**WRITTEN REQUEST A**.
According to the GPU guidelines, what should you fix before adding more GPUs when utilization is low?

-------- PASSAGE SHOWN

Core Principles
- Measure before you scale. Always take a short, single‑GPU baseline and record simple metrics.
- Right‑size, don’t over‑ask. Request only the GPUs/CPUs/RAM and walltime your measurements justify.
- Keep GPUs busy. If utilization is low, fix input/data issues before adding more GPUs.
- Short interactive, long batch. Use OOD for quick experiments; move long work to SLURM.
- Be a good citizen. Release idle sessions, clean up scratch, and prefer storage patterns that reduce system load.
Right‑Sizing in 5 Steps
- Baseline (≤5 minutes): Run a tiny slice on 1 GPU. Note:
- Throughput (samples/s or tokens/s)
- GPU utilization and memory usage
- Any stalls from CPU or I/O
- Find the knee: Increase batch size and enable mixed precision if supported. Stop when throughput stops improving or memory is exhausted.
- Unblock the pipeline: If GPUs are idle, tune the data path (fewer tiny files, local scratch, sensible parallelism). Re‑measure.
- Decide to scale: Add GPUs only if the job speeds up near linearly. If efficiency drops sharply, stay smaller.
- Set requests: Convert measured step/epoch time into walltime with a modest buffer. Request CPUs/RAM in proportion to actual need.
OOD vs SLURM (When to Use What)
- Open OnDemand (interactive): Fast prototyping, visualization, short tests. Keep sessions short and purposeful. Stop them when not actively using the GPU.
- SLURM batch (production): Long or repeatable runs, sweeps, or multi‑GPU/multi‑node training. Log metrics and use checkpoints so work can resume if preempted or time‑limited.
Scaling & Efficiency (Rules of Thumb)
- Start single‑GPU. Only scale once your single‑GPU run is clearly compute‑bound.
- Scale gradually. Test 1→2→4→8 GPUs. Keep going only if speedup per added GPU remains healthy.

----------------

**WRITTEN REQUEST B**.
State how many lines of the records contain the string "window". Give only the number.

-------- EXCERPTED RECORDS

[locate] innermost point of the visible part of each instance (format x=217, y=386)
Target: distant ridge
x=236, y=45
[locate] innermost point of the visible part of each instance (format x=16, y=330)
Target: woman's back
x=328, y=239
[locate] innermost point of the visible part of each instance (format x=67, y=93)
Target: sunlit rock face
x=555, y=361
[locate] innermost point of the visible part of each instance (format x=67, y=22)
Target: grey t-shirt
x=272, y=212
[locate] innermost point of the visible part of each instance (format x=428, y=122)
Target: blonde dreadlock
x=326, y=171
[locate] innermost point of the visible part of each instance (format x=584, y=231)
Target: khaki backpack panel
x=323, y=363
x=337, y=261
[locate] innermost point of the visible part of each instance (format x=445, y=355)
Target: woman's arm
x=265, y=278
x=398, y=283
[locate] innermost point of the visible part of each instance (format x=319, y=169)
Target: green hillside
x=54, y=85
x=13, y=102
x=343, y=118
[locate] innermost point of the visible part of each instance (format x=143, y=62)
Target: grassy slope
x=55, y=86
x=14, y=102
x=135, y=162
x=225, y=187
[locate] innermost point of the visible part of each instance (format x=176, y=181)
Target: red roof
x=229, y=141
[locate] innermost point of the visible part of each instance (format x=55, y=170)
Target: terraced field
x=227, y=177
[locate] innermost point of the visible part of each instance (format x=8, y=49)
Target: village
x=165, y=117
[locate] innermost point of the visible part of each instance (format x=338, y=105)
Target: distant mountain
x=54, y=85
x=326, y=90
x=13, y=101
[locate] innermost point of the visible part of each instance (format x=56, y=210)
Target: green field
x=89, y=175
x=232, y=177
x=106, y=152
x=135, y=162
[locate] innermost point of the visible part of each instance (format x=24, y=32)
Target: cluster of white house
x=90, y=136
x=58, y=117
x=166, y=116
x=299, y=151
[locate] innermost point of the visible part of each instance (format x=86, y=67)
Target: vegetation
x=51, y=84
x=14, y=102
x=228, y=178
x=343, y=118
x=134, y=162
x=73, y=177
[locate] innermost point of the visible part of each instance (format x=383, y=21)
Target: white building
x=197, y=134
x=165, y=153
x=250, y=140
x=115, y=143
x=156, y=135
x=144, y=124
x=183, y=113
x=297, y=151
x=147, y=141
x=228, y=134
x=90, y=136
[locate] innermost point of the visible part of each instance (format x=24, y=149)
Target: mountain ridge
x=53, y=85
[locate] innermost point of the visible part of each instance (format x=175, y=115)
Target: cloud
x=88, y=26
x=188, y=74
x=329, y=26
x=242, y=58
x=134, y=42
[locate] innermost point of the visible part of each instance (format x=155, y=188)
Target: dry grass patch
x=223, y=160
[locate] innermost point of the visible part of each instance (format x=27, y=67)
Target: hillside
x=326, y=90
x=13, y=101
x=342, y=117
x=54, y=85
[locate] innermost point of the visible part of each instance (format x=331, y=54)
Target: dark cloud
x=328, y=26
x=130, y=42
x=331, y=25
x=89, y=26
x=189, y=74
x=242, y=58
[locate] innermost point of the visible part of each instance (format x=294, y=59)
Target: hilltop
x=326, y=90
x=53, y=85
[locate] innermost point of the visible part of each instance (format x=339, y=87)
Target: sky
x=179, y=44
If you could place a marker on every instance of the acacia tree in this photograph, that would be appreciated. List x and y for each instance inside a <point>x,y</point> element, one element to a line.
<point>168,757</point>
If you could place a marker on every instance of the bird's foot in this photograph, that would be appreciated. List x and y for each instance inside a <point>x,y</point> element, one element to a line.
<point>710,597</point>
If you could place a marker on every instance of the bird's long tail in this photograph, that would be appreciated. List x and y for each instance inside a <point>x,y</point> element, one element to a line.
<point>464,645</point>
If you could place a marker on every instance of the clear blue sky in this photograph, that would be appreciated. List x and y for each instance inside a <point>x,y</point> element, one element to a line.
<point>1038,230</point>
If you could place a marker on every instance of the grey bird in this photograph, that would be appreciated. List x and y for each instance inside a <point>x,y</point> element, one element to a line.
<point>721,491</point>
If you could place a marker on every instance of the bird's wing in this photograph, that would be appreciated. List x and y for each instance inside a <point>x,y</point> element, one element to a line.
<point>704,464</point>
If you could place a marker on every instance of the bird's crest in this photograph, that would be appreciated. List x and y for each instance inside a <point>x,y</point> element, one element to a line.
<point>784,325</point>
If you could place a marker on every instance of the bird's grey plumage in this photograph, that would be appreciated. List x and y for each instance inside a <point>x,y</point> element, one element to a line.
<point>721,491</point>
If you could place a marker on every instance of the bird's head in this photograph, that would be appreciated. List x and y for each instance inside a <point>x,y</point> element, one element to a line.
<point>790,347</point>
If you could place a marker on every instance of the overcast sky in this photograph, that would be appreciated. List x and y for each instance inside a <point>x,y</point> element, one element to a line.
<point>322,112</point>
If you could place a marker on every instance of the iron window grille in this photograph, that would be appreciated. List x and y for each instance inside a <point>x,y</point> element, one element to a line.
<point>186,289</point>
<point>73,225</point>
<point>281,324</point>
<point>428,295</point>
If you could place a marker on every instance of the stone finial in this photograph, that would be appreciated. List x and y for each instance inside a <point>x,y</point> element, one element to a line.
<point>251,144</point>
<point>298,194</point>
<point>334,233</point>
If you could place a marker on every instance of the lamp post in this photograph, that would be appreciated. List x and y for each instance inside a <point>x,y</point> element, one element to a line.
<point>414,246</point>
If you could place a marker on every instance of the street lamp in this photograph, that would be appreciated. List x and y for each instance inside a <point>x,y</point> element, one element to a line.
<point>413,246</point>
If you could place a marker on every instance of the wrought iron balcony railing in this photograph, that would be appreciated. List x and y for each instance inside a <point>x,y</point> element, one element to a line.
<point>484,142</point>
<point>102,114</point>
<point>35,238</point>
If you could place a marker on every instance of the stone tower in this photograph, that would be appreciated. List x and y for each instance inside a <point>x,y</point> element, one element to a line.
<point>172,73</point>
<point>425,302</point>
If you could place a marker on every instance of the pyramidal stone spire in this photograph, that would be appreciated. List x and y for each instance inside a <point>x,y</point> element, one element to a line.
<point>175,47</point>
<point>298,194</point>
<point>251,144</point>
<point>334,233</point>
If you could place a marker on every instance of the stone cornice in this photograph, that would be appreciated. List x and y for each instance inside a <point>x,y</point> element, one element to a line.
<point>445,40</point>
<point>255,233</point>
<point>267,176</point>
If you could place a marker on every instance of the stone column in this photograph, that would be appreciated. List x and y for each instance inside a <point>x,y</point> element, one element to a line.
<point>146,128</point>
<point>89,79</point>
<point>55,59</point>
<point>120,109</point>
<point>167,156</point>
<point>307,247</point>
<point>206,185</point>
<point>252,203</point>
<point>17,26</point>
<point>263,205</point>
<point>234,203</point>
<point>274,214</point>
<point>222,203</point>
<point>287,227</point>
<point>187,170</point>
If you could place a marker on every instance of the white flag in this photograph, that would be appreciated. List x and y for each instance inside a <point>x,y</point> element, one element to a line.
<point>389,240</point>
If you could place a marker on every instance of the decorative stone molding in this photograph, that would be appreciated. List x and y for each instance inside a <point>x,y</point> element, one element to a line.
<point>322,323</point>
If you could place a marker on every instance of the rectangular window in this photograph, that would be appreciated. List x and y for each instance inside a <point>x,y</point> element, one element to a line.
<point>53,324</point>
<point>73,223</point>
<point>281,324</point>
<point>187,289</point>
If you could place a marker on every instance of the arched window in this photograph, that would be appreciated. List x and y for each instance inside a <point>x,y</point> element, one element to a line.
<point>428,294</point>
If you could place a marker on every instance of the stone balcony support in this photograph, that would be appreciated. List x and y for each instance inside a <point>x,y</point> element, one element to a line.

----------------

**PROBLEM SOLUTION A**.
Input/data issues.

**PROBLEM SOLUTION B**.
3